Given exercise 1: Reproduce the entire forum thread on pheasant hunting in northwest North Dakota word for word.

Source extract:
——
# Northwest North Dakota



## Canuck (Nov 10, 2004)

About 10 years ago I made my first pheasant hunting trip to North Dakota. We hunted the area around Noonan and Columbus (Burke County and Divide County). We had a great time and returned for the next three years. Now I have been tasked with setting up another pheasant hunt for the boys. We plan a late October (2005) hunt for pheasants, huns and sharpies. If anyone has any comments on bird numbers, access issues and other changes we can expect since our last hunt years ago, I would appreciate hearing from you. Here in Manitoba (and in fact across the prairies) cattlemen have been refusing hunting access to American hunters in protest of US trade barriers for live cattle relative to the BSE issue. I do not agree with the efforts by our cattle producers. Most of the waterfowl hunters coming to Manitoba are doctors, lawyers, auto workers, etc... they are not cattle producers (who likely have little time for hunting) but I guess the hope is that hunters will take up the issue with their elected officials when they return to the States. I would not be suprised if us Canadians face the same treatment in your fair state....but hope that common sense prevails. Thanks for any info on pheasants in the northwest part of the state.


----------



## Bob Kellam (Apr 8, 2004)

Canuk

I have only been up in that area once this year, some of the locals told me the late winter storm really damaged the pheasant population. I have to say the birds were few and far between. I was alone and only there for a weekend so i asked and received access without any problems, I came home with 4 birds for 2 1/2 days and a lot of miles. It is always good to see a new landscape once in awhile.

Bob


----------



## Remmi_&amp;_I (Dec 2, 2003)

I havn't really hunted that particular area for about 7 years or so but I do know a few landowners in the area and I talk to them regularly. They have indicated that bird numbers have been down for a few years, but that you can run into pockets holding decent numbers. The gentlemen I know post every piece of land they own, but allow access to anyone that asks. I would drive down their and visit with some of the landowners this winter or next spring/summer and make some arrangements. Access generally isn't a problem in that area..........I think they like the company to tell you the truth. :wink:


----------



## Canuck (Nov 10, 2004)
——
Exercise material:
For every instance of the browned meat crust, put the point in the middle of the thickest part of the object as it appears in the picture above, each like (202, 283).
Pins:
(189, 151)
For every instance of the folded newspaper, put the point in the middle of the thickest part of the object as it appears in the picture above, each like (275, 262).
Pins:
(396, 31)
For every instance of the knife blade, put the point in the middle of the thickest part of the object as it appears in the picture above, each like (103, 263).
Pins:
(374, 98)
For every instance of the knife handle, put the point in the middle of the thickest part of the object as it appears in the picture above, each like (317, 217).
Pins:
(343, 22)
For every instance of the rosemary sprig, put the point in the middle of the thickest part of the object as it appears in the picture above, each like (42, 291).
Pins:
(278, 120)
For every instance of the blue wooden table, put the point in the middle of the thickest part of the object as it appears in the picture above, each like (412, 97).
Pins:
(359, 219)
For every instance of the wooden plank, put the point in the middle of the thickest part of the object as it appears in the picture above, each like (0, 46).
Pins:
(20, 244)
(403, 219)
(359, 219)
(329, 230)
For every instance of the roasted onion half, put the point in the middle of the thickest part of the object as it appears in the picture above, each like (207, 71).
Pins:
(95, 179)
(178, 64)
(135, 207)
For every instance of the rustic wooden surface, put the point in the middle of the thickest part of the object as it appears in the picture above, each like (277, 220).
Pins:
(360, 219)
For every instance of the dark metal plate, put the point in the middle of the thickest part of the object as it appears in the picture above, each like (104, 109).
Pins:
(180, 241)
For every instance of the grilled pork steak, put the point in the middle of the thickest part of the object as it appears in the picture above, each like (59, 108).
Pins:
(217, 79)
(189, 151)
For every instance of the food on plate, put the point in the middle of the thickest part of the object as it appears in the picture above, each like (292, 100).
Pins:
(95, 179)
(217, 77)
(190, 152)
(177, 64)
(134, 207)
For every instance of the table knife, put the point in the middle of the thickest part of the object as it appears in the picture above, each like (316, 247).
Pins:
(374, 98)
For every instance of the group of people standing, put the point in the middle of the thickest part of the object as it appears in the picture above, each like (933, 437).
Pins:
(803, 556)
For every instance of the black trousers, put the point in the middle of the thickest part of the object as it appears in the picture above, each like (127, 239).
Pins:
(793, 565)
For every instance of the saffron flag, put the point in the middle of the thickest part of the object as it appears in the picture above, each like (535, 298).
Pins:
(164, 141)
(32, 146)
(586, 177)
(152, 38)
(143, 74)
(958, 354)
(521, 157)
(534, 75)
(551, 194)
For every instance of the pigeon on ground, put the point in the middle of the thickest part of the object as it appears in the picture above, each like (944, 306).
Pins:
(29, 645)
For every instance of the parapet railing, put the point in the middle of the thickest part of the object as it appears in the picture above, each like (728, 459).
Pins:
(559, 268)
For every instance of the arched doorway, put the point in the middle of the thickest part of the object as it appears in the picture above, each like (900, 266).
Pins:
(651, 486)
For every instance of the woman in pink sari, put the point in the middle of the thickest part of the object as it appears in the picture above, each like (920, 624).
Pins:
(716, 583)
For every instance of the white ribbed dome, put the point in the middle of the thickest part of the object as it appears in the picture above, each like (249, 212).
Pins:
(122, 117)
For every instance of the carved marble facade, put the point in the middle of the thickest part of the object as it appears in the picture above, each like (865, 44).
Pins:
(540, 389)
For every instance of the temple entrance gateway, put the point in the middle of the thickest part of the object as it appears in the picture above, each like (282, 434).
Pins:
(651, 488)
——
Given exercise 2: Report how many lines of the records above contain the string "wooden", and give only the number.

Correct result 1:
# Northwest North Dakota



## Canuck (Nov 10, 2004)

About 10 years ago I made my first pheasant hunting trip to North Dakota. We hunted the area around Noonan and Columbus (Burke County and Divide County). We had a great time and returned for the next three years. Now I have been tasked with setting up another pheasant hunt for the boys. We plan a late October (2005) hunt for pheasants, huns and sharpies. If anyone has any comments on bird numbers, access issues and other changes we can expect since our last hunt years ago, I would appreciate hearing from you. Here in Manitoba (and in fact across the prairies) cattlemen have been refusing hunting access to American hunters in protest of US trade barriers for live cattle relative to the BSE issue. I do not agree with the efforts by our cattle producers. Most of the waterfowl hunters coming to Manitoba are doctors, lawyers, auto workers, etc... they are not cattle producers (who likely have little time for hunting) but I guess the hope is that hunters will take up the issue with their elected officials when they return to the States. I would not be suprised if us Canadians face the same treatment in your fair state....but hope that common sense prevails. Thanks for any info on pheasants in the northwest part of the state.


----------



## Bob Kellam (Apr 8, 2004)

Canuk

I have only been up in that area once this year, some of the locals told me the late winter storm really damaged the pheasant population. I have to say the birds were few and far between. I was alone and only there for a weekend so i asked and received access without any problems, I came home with 4 birds for 2 1/2 days and a lot of miles. It is always good to see a new landscape once in awhile.

Bob


----------



## Remmi_&amp;_I (Dec 2, 2003)

I havn't really hunted that particular area for about 7 years or so but I do know a few landowners in the area and I talk to them regularly. They have indicated that bird numbers have been down for a few years, but that you can run into pockets holding decent numbers. The gentlemen I know post every piece of land they own, but allow access to anyone that asks. I would drive down their and visit with some of the landowners this winter or next spring/summer and make some arrangements. Access generally isn't a problem in that area..........I think they like the company to tell you the truth. :wink:


----------



## Canuck (Nov 10, 2004)

Correct result 2: 3